→ REQUEST
Format the lines in the entries below as a JSON list of strings, one string per line and blank lines dropped. Take everything from the line containing "woman's right hand" down to the line containing "[(257, 410)]", both included, and nothing else.

→ EXTRACTED ENTRIES
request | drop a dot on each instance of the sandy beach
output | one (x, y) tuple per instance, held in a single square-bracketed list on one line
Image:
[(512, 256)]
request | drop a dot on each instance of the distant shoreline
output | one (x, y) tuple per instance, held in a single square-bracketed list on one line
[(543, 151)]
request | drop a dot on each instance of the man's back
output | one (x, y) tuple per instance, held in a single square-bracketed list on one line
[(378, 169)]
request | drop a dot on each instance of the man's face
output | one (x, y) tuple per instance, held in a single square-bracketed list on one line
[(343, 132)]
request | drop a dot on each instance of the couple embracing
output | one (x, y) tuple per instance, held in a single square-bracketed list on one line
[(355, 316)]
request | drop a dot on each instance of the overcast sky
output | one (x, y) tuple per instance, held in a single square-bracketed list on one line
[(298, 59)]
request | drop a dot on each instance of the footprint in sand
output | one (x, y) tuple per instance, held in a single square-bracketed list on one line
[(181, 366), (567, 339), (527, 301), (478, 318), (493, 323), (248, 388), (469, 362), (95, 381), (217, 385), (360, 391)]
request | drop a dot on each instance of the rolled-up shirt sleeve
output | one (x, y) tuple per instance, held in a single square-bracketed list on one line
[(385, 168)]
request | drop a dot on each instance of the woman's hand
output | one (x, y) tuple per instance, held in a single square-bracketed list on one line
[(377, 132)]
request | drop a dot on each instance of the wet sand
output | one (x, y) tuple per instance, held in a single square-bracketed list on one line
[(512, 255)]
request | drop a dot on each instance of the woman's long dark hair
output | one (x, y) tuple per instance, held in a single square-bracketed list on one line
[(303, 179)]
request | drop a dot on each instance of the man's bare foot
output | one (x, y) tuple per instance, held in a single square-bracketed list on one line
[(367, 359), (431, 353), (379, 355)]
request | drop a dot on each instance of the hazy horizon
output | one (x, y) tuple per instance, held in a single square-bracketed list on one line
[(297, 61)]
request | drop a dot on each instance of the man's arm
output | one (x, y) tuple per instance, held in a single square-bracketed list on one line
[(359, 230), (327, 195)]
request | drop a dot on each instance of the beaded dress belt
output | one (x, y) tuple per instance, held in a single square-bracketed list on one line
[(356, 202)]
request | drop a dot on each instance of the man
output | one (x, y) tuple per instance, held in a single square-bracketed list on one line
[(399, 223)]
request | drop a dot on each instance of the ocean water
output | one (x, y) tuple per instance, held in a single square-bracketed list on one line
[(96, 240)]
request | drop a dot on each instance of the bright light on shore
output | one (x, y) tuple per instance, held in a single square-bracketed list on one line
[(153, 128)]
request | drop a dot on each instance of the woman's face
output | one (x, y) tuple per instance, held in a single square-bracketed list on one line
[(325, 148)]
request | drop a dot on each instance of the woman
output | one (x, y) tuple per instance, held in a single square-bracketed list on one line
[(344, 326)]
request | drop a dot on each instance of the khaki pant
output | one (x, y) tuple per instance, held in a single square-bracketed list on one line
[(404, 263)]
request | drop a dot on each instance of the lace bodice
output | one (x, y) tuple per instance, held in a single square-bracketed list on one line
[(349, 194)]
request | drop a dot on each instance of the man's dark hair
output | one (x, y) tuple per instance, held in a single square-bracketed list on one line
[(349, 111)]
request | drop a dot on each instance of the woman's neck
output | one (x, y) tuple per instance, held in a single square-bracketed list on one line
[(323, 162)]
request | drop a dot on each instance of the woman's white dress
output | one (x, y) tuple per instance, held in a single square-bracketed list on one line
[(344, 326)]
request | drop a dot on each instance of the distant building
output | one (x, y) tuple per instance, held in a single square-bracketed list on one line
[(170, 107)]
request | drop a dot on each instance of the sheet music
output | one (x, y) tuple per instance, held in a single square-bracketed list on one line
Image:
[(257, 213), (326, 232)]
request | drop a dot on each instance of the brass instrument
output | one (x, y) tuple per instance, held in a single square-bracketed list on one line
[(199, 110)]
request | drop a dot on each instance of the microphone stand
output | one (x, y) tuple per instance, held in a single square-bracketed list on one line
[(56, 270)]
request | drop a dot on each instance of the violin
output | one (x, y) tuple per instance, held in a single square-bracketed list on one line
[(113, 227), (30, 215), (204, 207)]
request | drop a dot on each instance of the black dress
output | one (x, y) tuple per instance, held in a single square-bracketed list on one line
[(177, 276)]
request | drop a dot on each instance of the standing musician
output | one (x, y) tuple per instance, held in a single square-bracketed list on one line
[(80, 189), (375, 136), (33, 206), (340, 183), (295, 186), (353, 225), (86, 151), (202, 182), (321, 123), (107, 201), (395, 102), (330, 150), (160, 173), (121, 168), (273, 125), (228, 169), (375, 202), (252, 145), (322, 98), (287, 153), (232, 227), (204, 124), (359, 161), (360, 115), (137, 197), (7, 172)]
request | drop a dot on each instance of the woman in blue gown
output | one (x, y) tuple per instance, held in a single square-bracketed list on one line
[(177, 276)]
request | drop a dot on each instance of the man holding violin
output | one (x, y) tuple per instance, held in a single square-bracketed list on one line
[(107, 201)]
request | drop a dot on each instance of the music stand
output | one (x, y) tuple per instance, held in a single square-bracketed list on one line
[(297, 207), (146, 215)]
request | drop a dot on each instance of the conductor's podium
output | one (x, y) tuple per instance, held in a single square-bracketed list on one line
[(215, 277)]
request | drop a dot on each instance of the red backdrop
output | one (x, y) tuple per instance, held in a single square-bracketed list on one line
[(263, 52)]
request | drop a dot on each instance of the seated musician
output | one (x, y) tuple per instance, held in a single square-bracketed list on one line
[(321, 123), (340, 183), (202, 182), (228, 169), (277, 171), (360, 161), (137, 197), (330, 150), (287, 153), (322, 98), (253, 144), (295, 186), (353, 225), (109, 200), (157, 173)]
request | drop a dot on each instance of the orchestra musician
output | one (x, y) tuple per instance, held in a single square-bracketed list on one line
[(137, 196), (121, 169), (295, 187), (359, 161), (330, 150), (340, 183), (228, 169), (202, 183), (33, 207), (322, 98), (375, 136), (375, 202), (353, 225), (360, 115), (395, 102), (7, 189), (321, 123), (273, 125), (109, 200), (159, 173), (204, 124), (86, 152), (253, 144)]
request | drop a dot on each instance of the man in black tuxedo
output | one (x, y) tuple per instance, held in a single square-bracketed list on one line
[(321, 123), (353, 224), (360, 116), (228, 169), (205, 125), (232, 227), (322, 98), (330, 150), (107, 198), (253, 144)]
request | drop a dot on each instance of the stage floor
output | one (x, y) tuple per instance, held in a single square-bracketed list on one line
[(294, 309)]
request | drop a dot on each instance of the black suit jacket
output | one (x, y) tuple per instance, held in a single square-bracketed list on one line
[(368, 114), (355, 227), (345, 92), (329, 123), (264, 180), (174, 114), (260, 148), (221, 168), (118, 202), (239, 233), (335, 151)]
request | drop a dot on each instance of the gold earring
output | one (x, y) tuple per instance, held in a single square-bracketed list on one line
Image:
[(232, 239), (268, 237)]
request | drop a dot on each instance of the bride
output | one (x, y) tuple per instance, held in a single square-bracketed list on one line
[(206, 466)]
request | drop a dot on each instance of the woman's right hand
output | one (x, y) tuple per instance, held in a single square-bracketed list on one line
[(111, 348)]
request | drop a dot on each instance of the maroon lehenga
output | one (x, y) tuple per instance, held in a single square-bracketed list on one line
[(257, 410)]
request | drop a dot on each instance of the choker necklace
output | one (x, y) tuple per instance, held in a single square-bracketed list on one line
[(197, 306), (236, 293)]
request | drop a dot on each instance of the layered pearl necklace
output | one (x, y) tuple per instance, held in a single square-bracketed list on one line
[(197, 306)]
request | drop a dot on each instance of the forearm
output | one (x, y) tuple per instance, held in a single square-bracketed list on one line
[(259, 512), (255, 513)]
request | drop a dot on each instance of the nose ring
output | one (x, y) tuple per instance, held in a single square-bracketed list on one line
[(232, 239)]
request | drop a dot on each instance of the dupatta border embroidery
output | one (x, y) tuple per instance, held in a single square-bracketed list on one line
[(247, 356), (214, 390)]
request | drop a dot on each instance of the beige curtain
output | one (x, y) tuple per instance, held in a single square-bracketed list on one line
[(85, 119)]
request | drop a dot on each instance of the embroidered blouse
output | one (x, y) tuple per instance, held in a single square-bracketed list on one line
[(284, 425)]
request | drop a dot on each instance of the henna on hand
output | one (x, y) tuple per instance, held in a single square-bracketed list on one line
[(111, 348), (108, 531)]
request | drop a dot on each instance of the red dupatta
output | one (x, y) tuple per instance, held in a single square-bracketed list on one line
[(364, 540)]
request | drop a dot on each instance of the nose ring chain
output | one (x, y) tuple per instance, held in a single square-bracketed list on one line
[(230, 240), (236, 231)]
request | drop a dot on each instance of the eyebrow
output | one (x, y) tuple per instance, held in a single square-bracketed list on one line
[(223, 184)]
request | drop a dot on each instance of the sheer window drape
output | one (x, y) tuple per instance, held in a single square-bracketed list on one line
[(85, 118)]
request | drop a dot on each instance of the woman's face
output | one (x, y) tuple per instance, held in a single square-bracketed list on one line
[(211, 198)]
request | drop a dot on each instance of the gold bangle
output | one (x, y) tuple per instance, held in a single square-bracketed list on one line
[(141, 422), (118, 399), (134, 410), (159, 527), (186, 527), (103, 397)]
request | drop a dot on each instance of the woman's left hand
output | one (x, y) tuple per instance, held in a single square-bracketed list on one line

→ SOLUTION TO THIS TASK
[
  "request | drop a dot on each instance of the woman's right hand",
  "output | one (x, y) tuple per instance, held in a single square-bracketed list on one line",
  "[(111, 348)]",
  "request | drop a dot on each instance of the maroon lehenga",
  "output | one (x, y) tuple per instance, held in a single square-bracketed list on one line",
  "[(257, 410)]"
]